• **Directions for this task**: Could you put the material into a JSON list of strings, one string per line and no blank lines, starting at the line that contains "Double-check task: an earlier pass labeled this image for golden" and stopping after the line that contains "[528,896,1270,952]"?
------------------------------------------------
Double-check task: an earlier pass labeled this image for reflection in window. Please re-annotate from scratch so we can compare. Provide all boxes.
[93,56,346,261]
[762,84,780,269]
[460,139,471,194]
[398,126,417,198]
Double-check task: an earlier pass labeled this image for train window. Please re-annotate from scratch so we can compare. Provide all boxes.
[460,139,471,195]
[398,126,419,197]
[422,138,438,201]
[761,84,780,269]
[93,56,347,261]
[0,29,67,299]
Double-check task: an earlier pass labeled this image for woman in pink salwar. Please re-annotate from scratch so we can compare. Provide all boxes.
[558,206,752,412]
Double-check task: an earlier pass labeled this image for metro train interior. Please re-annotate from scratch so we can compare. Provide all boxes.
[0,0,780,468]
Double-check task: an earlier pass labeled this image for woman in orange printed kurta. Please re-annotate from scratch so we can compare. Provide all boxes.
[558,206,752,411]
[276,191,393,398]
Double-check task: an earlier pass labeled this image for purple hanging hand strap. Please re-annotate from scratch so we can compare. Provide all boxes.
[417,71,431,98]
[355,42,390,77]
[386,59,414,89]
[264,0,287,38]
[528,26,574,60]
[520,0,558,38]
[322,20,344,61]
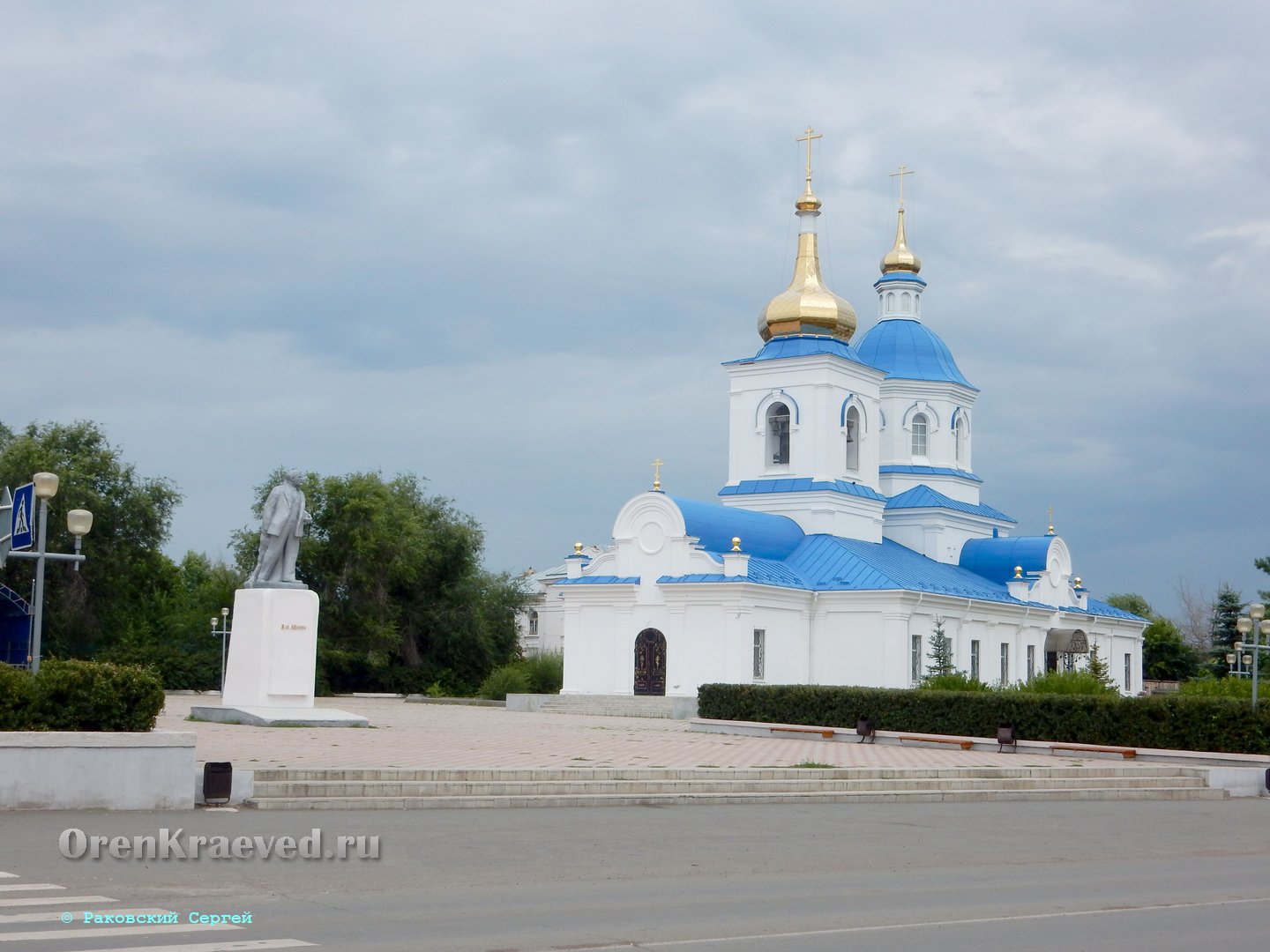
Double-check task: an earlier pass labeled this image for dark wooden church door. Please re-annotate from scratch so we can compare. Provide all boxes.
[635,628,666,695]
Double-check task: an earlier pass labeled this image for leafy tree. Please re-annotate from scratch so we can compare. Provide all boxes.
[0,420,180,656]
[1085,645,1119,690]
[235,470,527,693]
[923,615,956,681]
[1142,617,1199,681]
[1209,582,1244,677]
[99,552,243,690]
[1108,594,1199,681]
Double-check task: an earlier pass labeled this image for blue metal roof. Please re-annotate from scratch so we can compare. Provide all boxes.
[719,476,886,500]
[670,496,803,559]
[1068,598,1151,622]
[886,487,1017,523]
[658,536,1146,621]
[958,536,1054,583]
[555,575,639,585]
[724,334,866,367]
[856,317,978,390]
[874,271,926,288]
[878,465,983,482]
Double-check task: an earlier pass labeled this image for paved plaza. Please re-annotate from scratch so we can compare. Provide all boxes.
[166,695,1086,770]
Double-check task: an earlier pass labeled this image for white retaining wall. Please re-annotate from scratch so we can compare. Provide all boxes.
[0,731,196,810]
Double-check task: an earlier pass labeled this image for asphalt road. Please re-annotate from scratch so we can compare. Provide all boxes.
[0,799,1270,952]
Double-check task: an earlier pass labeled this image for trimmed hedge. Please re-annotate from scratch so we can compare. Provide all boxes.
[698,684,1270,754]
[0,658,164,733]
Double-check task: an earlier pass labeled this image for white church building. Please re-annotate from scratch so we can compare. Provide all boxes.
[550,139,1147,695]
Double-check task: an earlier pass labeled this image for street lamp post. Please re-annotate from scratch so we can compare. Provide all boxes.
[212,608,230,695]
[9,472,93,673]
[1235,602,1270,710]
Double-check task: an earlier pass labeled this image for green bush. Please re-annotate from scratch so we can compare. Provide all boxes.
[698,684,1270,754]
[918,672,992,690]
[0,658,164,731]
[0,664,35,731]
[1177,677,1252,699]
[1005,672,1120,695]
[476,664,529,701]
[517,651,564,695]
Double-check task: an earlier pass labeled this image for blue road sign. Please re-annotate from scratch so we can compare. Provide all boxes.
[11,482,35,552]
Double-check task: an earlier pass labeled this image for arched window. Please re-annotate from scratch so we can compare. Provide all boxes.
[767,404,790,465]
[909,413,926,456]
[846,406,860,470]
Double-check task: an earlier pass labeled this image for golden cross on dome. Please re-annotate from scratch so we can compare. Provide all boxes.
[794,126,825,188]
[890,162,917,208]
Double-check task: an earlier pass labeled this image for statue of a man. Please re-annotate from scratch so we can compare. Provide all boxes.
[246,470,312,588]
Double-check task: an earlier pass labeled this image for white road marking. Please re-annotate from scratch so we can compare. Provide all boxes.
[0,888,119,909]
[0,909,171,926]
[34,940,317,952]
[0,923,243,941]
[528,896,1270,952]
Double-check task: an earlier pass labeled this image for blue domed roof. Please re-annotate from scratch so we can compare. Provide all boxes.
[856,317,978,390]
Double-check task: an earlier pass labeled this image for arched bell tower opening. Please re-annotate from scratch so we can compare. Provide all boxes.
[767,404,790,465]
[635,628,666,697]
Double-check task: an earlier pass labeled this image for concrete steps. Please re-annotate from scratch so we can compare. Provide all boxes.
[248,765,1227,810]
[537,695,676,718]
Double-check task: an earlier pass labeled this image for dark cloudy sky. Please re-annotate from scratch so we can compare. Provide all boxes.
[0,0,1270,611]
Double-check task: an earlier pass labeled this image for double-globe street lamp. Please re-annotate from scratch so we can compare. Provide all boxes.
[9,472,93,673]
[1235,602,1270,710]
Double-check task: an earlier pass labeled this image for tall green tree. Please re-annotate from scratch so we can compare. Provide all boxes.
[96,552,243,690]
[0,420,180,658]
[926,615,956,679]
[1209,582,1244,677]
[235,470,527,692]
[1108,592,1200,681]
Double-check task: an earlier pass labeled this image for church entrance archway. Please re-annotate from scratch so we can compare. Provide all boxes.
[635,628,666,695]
------------------------------------------------
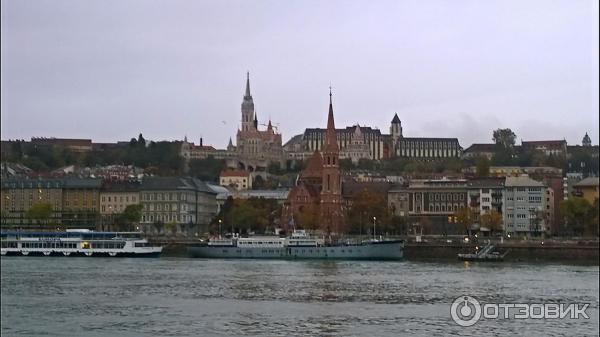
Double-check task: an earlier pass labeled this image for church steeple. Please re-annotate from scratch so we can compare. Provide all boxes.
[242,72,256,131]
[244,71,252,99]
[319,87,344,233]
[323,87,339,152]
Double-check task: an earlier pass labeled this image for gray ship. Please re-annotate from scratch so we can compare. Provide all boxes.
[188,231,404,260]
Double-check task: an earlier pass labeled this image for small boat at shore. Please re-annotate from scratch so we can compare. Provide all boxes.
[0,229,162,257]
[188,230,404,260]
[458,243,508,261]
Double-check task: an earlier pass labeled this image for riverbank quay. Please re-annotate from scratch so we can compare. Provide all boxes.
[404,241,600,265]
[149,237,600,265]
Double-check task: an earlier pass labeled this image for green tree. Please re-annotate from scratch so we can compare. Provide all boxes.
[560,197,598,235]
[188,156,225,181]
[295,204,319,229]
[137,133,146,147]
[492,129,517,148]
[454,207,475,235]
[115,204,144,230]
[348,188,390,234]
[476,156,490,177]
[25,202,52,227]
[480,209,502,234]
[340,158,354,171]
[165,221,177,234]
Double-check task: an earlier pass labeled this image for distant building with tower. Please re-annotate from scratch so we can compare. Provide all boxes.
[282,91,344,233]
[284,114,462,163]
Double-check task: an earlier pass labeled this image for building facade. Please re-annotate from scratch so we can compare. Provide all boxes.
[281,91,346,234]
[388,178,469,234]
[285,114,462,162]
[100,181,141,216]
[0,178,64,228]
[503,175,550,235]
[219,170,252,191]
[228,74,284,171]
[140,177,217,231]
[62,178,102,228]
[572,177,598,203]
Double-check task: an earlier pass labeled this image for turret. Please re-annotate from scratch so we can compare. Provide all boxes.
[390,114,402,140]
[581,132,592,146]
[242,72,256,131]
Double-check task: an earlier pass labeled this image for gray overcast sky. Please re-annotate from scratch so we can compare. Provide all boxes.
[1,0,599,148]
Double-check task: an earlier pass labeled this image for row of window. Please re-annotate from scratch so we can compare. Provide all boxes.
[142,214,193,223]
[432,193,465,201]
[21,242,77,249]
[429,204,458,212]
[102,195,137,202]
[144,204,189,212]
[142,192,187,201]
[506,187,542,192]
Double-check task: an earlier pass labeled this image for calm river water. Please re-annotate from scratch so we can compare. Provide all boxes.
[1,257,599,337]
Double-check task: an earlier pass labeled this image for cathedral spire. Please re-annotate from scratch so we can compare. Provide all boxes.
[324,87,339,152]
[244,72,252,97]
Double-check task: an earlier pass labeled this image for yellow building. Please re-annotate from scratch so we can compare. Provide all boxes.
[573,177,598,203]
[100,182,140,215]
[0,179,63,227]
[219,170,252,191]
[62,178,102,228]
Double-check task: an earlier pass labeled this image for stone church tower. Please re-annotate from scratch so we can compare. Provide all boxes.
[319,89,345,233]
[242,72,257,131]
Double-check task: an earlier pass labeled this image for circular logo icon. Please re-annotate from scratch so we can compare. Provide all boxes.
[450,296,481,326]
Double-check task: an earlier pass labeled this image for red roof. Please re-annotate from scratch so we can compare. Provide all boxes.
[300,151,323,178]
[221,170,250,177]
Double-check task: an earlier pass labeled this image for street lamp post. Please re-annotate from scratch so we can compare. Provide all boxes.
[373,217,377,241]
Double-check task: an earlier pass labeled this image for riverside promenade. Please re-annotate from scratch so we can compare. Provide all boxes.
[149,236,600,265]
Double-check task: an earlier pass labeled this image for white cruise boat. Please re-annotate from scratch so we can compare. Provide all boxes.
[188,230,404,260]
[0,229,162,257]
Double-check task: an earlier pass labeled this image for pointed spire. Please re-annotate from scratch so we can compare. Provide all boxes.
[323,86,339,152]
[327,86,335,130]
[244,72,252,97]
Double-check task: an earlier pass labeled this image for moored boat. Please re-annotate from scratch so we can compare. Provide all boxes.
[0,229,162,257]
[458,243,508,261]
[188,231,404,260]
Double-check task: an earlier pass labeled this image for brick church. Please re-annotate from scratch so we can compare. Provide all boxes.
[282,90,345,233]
------------------------------------------------
• **Final result**:
[
  "Double-check task: an earlier pass labeled this image for golden cross on dome. Please re-annotate from scratch so we can compare. Provide all boxes.",
  "[794,126,825,188]",
  "[890,162,917,208]",
  "Double-check task: an earlier pass labeled this image for statue of a man. Please re-annotate from scratch so we can compare. Provide all boxes.",
  "[246,470,312,588]",
  "Double-check task: an earlier pass labeled this image for white road marking. Please re-annotate from scratch so we can compare. Provide all boxes.",
  "[0,888,119,909]",
  "[0,909,171,926]",
  "[34,940,317,952]",
  "[0,923,243,941]",
  "[528,896,1270,952]"
]